** start SOURCE EXCERPT **

It is very interesting to see that Amazon have now made available over 1TB of public data. Its great that all of this data is now available in one place, ready shredded into queryable structures that allows developers to get to grips with it and start to do something really interesting. But wait a minute, if I want the DBPedia dump I have to go here..., if I want the Wikipedia english articles I need to go over there. If I want the US census data from 2000 its this place, if its the census data from 1990, its somewhere else. Oh and don't even get me started on having to choose between Windows and Linux. What these data sets are are essentially separate database snapshots that you can load into your own EC2 instance in the Amazon cloud and then start processing.
...and that's kind of disappointing. Having lots of open data is a great start, but it is only a start. And here is the challenge - there are no consistent semantics acrosss these data sets, there is a great deal of wet-ware time that needs to be invested in working out the linkages between them and in getting hold of some consistent notions of identity that could assist in merging. The easy way out is to pick and choose and make a "mash-up", but there is nothing reusable in a mash-up, and a million mash-ups do not make a viable platform for building the really cool apps of the next decade on. Topic maps on the other hand has a model for reflecting a consistent notion of identity, for reconciling different identity notions and different entity schemas.

** end SOURCE EXCERPT **
** start GIVEN DATA **

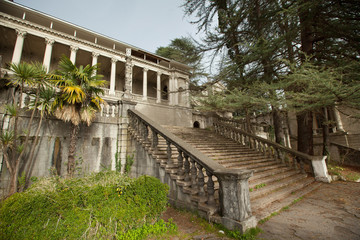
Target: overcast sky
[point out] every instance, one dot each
(147, 24)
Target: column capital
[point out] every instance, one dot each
(128, 52)
(49, 41)
(20, 32)
(74, 48)
(95, 54)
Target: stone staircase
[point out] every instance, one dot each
(273, 186)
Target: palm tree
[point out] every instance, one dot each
(78, 100)
(22, 75)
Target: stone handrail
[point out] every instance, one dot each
(290, 157)
(189, 169)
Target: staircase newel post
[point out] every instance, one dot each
(234, 199)
(210, 189)
(186, 168)
(180, 163)
(193, 174)
(201, 182)
(169, 162)
(155, 139)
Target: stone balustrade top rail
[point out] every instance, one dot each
(189, 150)
(274, 144)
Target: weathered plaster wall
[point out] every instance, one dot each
(166, 115)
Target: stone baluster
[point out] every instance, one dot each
(186, 168)
(295, 163)
(302, 169)
(169, 153)
(210, 189)
(180, 163)
(146, 132)
(193, 174)
(155, 139)
(113, 107)
(200, 179)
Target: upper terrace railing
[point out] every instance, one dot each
(314, 165)
(189, 169)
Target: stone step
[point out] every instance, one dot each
(260, 204)
(242, 162)
(267, 188)
(241, 158)
(236, 152)
(276, 206)
(271, 178)
(270, 172)
(257, 167)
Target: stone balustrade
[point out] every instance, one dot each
(315, 165)
(195, 174)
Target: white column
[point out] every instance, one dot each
(339, 124)
(47, 56)
(171, 89)
(73, 50)
(18, 46)
(95, 55)
(158, 88)
(176, 90)
(113, 76)
(187, 93)
(145, 83)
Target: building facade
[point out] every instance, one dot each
(156, 86)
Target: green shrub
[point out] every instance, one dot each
(105, 205)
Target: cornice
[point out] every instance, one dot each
(53, 32)
(37, 27)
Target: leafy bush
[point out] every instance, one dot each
(105, 205)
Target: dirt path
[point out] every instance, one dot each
(330, 212)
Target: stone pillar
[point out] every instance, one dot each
(158, 88)
(73, 50)
(112, 76)
(145, 83)
(234, 199)
(187, 93)
(176, 91)
(339, 124)
(95, 56)
(18, 46)
(48, 51)
(128, 73)
(171, 89)
(123, 134)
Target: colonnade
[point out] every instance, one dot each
(127, 59)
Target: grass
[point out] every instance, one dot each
(201, 227)
(104, 205)
(264, 220)
(345, 172)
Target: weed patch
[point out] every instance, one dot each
(105, 205)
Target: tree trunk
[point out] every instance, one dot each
(278, 126)
(72, 148)
(32, 151)
(305, 132)
(305, 120)
(326, 139)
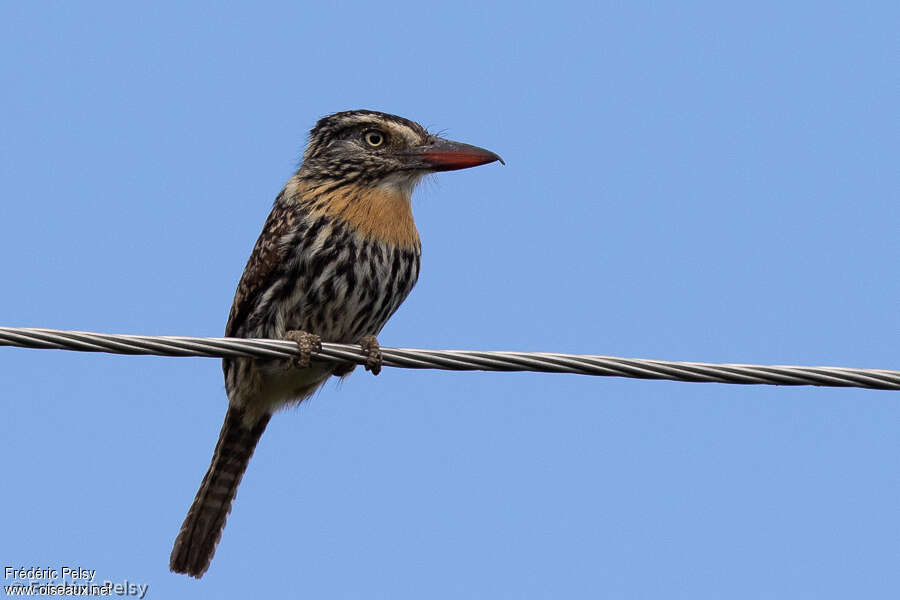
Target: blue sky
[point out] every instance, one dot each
(684, 181)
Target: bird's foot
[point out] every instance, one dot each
(374, 360)
(307, 343)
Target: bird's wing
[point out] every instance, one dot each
(262, 268)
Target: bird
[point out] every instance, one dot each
(337, 255)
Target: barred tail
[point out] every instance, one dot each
(202, 528)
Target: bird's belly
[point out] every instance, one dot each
(352, 295)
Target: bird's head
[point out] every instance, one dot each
(369, 148)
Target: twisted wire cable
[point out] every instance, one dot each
(456, 360)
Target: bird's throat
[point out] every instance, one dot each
(380, 213)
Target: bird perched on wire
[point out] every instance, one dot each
(336, 257)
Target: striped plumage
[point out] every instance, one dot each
(336, 257)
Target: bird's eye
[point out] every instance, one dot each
(374, 138)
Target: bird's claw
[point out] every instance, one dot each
(307, 343)
(374, 360)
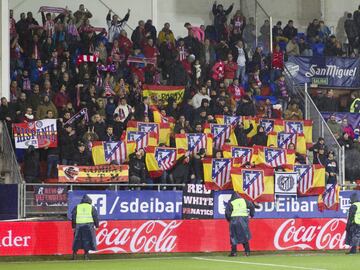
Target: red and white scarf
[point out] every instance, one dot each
(84, 58)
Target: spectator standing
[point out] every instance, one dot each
(31, 165)
(292, 48)
(137, 168)
(352, 32)
(353, 224)
(334, 126)
(230, 69)
(237, 213)
(84, 219)
(331, 169)
(242, 59)
(293, 112)
(67, 145)
(220, 20)
(289, 30)
(329, 102)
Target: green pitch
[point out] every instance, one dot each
(300, 261)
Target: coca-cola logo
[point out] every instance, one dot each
(331, 235)
(151, 236)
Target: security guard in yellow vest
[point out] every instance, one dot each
(237, 212)
(84, 221)
(353, 224)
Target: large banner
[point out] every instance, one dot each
(198, 202)
(149, 236)
(50, 195)
(353, 118)
(9, 201)
(163, 93)
(287, 207)
(118, 205)
(325, 71)
(40, 134)
(93, 174)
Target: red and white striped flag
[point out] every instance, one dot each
(329, 200)
(115, 151)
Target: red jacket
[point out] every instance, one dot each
(125, 45)
(236, 92)
(278, 60)
(60, 100)
(230, 70)
(218, 71)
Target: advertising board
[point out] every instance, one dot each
(149, 236)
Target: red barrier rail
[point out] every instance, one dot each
(55, 238)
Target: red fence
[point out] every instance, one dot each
(55, 238)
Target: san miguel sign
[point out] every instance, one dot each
(149, 236)
(325, 71)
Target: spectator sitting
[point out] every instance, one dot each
(293, 112)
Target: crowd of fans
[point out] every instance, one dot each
(221, 69)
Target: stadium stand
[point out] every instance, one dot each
(120, 98)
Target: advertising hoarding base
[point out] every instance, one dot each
(150, 236)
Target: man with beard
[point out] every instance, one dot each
(237, 214)
(353, 224)
(84, 218)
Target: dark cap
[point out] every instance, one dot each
(201, 152)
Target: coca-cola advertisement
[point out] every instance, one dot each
(147, 236)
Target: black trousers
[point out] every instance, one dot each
(245, 245)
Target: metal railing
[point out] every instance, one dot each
(10, 167)
(255, 32)
(320, 128)
(29, 208)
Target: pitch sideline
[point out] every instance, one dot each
(258, 264)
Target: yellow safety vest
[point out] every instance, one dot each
(357, 214)
(239, 208)
(84, 213)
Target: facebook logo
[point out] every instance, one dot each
(99, 202)
(223, 200)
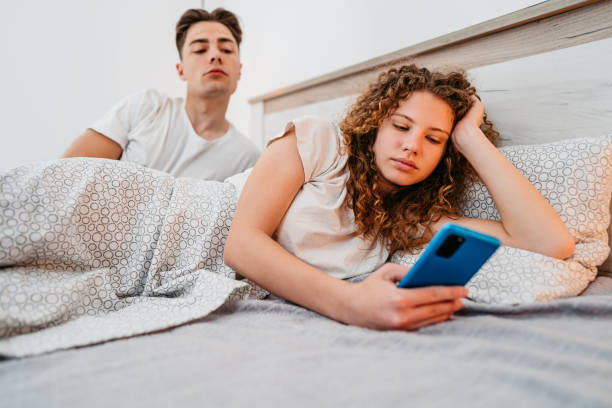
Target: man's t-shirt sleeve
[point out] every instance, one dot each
(118, 122)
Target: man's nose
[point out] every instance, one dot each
(215, 56)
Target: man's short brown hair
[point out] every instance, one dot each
(219, 15)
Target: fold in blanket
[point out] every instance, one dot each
(92, 250)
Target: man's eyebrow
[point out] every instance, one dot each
(411, 120)
(206, 41)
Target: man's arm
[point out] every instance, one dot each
(94, 144)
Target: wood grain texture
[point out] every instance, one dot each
(498, 40)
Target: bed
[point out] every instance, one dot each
(545, 81)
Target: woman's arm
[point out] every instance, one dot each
(527, 220)
(376, 302)
(94, 144)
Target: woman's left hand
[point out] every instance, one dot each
(469, 126)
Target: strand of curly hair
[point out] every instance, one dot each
(402, 218)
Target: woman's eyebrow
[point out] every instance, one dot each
(199, 40)
(411, 120)
(221, 40)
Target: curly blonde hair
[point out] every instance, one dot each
(402, 218)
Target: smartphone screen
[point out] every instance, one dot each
(452, 257)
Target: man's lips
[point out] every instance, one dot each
(404, 164)
(216, 71)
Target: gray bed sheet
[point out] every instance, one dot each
(273, 353)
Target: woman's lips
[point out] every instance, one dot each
(405, 165)
(215, 72)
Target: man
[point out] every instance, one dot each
(184, 137)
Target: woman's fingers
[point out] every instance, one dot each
(429, 322)
(434, 294)
(431, 311)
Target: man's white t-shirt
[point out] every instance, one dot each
(155, 131)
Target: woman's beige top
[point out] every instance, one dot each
(318, 228)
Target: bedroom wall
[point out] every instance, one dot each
(286, 42)
(65, 62)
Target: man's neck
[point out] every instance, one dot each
(207, 116)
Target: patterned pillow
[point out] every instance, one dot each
(575, 176)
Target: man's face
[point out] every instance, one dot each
(211, 62)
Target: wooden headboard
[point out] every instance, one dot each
(530, 67)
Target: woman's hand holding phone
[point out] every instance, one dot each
(378, 303)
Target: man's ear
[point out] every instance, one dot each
(179, 70)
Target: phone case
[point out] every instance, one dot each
(452, 257)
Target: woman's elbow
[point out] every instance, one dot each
(564, 247)
(229, 251)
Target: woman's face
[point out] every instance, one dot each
(410, 143)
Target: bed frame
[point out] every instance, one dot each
(530, 68)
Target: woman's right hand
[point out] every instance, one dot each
(378, 303)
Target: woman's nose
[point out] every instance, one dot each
(412, 143)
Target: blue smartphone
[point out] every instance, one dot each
(452, 257)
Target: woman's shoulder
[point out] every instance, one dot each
(319, 145)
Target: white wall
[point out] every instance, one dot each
(65, 62)
(285, 42)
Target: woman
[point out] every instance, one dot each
(320, 206)
(323, 203)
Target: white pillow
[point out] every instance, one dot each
(575, 176)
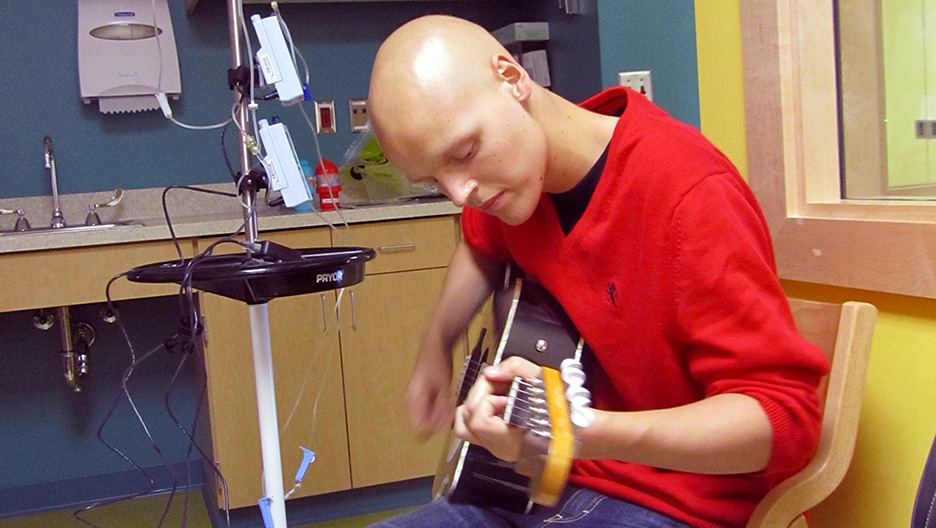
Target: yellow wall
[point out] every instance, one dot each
(721, 83)
(899, 411)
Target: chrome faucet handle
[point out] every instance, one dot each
(93, 218)
(22, 224)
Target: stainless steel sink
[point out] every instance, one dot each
(71, 229)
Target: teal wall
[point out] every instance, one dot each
(49, 435)
(656, 35)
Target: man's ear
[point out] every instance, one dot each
(513, 74)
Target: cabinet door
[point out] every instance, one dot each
(307, 376)
(378, 353)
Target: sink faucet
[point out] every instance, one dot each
(58, 220)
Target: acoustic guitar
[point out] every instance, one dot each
(522, 319)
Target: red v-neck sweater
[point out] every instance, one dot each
(670, 277)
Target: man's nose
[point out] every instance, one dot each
(459, 188)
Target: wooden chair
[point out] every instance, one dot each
(843, 331)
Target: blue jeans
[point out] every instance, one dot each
(578, 507)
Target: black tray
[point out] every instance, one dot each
(256, 280)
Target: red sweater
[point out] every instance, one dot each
(670, 277)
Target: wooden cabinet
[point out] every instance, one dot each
(340, 374)
(379, 346)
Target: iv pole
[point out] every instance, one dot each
(259, 315)
(256, 281)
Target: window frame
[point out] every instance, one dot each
(791, 107)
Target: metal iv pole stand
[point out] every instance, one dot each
(259, 315)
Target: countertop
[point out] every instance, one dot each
(216, 215)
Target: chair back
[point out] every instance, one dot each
(843, 332)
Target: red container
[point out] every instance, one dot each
(326, 185)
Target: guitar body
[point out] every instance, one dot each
(523, 320)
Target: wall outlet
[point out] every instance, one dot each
(325, 117)
(637, 80)
(358, 110)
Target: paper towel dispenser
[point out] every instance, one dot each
(126, 54)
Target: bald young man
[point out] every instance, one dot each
(705, 394)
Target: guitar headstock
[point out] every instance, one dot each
(546, 409)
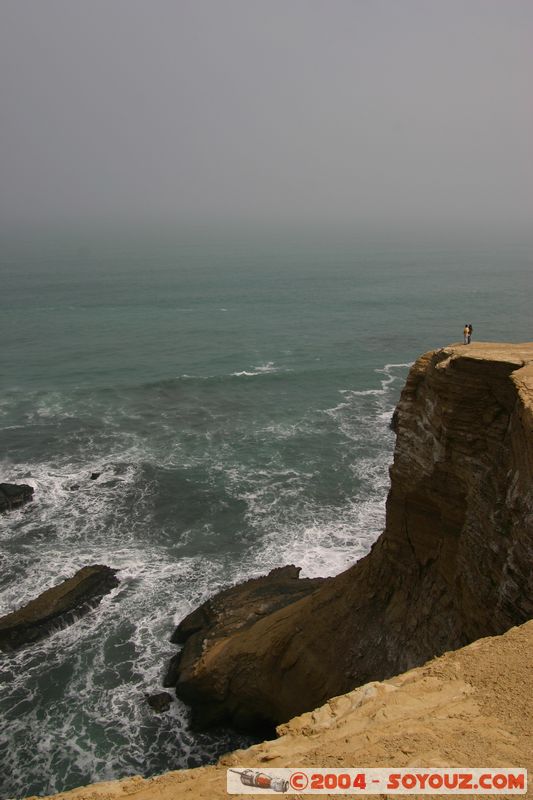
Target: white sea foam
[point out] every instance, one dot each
(261, 369)
(98, 669)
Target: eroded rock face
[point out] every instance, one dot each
(13, 495)
(56, 607)
(453, 564)
(222, 617)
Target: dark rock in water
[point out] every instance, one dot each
(57, 607)
(172, 673)
(160, 701)
(13, 495)
(218, 620)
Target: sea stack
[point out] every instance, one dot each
(452, 565)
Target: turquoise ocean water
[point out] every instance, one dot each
(235, 394)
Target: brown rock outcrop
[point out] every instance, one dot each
(453, 564)
(232, 610)
(56, 607)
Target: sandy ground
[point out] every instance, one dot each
(468, 708)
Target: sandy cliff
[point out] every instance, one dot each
(471, 707)
(453, 564)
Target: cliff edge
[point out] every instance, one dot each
(468, 708)
(453, 564)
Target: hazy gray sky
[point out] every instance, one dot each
(359, 112)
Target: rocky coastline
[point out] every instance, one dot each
(388, 664)
(453, 564)
(57, 607)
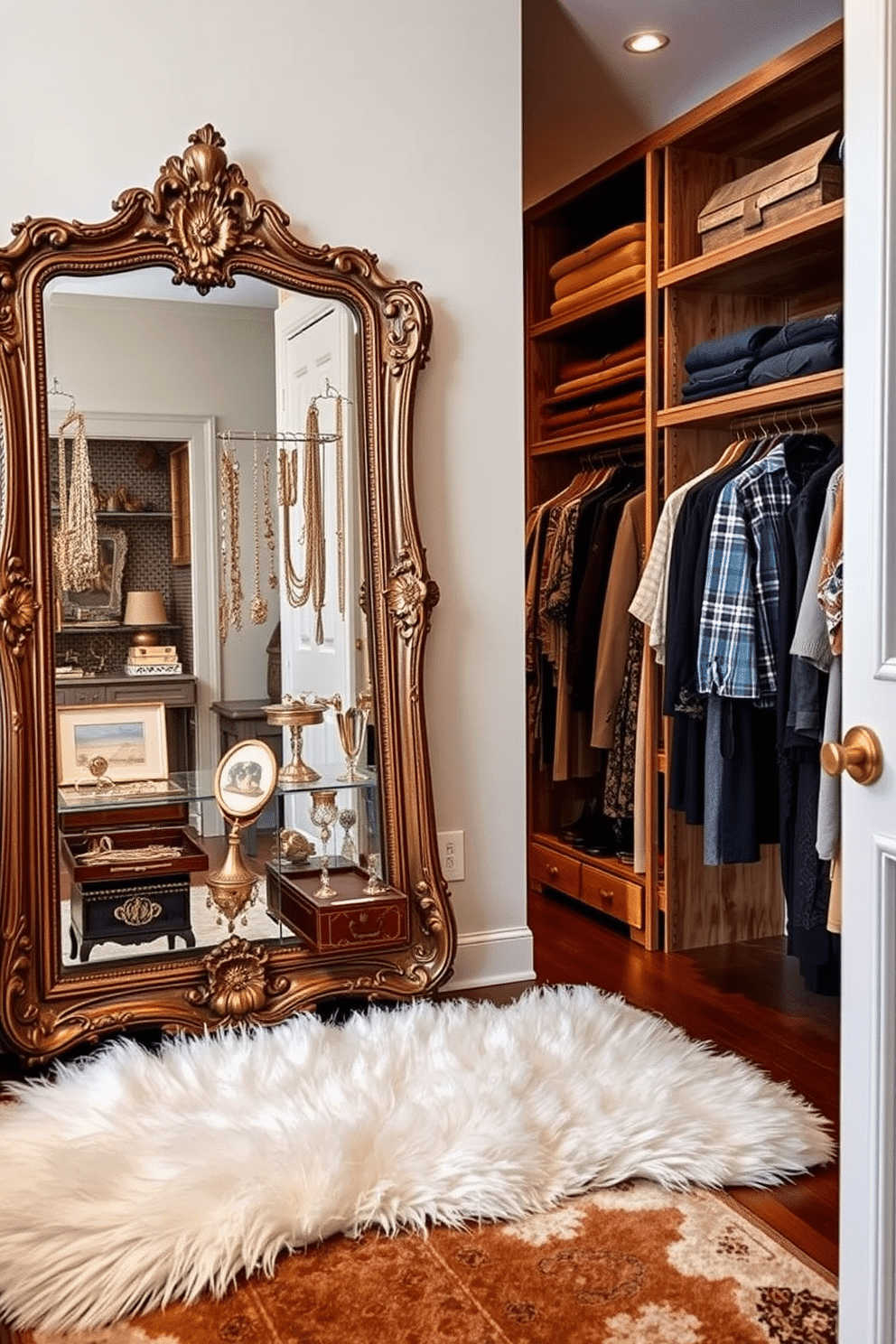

** end GIVEN DATA **

PROBLEM TO SOLVE
Please repeat word for word the passage from the post above on Amazon's public data sets that opens with the words containing "It is very interesting" and closes with "then start processing.".

EXERCISE OUTPUT
It is very interesting to see that Amazon have now made available over 1TB of public data. Its great that all of this data is now available in one place, ready shredded into queryable structures that allows developers to get to grips with it and start to do something really interesting. But wait a minute, if I want the DBPedia dump I have to go here..., if I want the Wikipedia english articles I need to go over there. If I want the US census data from 2000 its this place, if its the census data from 1990, its somewhere else. Oh and don't even get me started on having to choose between Windows and Linux. What these data sets are are essentially separate database snapshots that you can load into your own EC2 instance in the Amazon cloud and then start processing.